━━ Data records ━━
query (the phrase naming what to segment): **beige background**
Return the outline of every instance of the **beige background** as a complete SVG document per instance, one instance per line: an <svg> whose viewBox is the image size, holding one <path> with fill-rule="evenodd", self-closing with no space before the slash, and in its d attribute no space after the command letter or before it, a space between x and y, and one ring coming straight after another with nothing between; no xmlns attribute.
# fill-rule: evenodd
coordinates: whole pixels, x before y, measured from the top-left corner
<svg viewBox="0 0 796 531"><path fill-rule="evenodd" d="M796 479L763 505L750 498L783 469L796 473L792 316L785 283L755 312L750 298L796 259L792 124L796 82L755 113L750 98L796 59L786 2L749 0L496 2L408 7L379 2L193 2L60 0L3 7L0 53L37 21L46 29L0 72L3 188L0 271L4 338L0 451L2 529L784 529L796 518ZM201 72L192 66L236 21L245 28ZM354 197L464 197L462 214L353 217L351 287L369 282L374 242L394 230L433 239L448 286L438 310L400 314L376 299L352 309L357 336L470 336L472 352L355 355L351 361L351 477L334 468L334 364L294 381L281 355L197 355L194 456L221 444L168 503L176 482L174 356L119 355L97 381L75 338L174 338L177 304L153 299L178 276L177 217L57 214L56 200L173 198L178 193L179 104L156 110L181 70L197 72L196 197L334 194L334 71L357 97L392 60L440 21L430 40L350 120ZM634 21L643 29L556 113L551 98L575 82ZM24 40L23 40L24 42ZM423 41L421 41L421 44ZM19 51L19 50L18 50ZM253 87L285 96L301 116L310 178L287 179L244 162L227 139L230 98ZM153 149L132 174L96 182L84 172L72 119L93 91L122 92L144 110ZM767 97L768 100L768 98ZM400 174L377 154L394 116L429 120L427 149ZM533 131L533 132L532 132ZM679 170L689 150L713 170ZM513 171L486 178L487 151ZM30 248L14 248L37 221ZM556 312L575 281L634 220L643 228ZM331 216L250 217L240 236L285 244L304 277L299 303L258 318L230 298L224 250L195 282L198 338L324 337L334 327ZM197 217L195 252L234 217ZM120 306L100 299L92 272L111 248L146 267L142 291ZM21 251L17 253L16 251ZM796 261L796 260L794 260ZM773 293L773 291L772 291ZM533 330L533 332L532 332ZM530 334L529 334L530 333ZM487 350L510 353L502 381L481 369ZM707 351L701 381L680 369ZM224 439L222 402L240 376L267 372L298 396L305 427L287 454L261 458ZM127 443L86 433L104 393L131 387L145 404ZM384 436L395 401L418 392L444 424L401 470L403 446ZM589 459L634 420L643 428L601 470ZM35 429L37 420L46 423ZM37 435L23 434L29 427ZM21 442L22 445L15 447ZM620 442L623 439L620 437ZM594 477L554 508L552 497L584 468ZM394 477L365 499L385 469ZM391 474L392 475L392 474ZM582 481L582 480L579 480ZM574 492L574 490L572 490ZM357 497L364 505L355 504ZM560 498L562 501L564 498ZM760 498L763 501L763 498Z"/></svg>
━━━
[What the task requires]:
Express the material from its first line through the line containing "coordinates: whole pixels, x", both included, as a Markdown table with the columns No. and Text, giving each line its own numbered row and leaving out blank lines.

[Response for this exercise]:
| No. | Text |
|---|---|
| 1 | query (the phrase naming what to segment): **beige background** |
| 2 | Return the outline of every instance of the **beige background** as a complete SVG document per instance, one instance per line: an <svg> whose viewBox is the image size, holding one <path> with fill-rule="evenodd", self-closing with no space before the slash, and in its d attribute no space after the command letter or before it, a space between x and y, and one ring coming straight after another with nothing between; no xmlns attribute. |
| 3 | # fill-rule: evenodd |
| 4 | coordinates: whole pixels, x before y, measured from the top-left corner |